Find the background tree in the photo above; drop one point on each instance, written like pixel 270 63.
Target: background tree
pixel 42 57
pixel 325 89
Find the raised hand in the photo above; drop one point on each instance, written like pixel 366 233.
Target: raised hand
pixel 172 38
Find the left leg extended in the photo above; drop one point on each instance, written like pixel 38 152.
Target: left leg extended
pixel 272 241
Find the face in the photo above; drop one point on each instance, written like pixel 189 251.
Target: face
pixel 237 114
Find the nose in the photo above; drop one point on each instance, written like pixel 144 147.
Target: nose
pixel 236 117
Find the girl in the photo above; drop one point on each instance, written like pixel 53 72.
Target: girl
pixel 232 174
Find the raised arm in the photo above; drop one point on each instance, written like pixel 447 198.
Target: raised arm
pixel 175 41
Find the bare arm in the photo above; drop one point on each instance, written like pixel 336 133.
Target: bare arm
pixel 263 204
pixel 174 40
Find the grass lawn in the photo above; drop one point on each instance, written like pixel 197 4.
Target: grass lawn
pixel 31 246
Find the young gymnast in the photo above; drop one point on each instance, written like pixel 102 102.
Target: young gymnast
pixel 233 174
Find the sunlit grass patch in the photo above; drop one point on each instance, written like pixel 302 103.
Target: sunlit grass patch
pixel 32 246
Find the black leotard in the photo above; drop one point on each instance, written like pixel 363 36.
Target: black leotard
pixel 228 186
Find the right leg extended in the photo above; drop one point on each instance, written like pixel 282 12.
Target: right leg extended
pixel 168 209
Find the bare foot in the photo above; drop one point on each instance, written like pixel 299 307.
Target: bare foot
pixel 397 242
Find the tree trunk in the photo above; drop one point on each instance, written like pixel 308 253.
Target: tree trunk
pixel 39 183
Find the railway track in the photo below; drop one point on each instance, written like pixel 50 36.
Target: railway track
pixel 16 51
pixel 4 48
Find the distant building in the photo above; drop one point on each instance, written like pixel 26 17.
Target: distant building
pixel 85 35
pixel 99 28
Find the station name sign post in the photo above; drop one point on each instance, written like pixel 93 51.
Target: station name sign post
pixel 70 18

━━━━━━━━

- REQUIREMENT
Copy verbatim every line of the entries from the line holding "Find the young" through the final line of the entries, both included.

- COMPLETE RESPONSE
Find the young gymnast in the photo above; drop one point on each instance, written like pixel 102 102.
Target: young gymnast
pixel 233 174
Find the sunlit grass patch in the photo above; drop one point on each instance, written like pixel 302 103.
Target: sunlit grass patch
pixel 32 246
Find the black leotard in the photo above; drop one point on each instance, written like pixel 363 36.
Target: black leotard
pixel 228 186
Find the right leg extended in the photo above; drop one point on each instance, written like pixel 282 12.
Target: right leg extended
pixel 168 209
Find the bare foot in the photo above; drop one point on each instance, written like pixel 299 307.
Target: bare foot
pixel 397 242
Find the tree trunk in the photo above; drop one point on each instance, written like pixel 308 253.
Target: tree trunk
pixel 39 183
Find the railway track in the photo below; drop one point on each instance, written like pixel 50 36.
Target: railway track
pixel 16 51
pixel 4 48
Find the distant building in the photo above; drop one point on each instance, written like pixel 26 17.
Target: distant building
pixel 85 35
pixel 99 28
Find the station name sign post in the photo above; drop one point on each instance, written like pixel 93 51.
Target: station name sign post
pixel 70 18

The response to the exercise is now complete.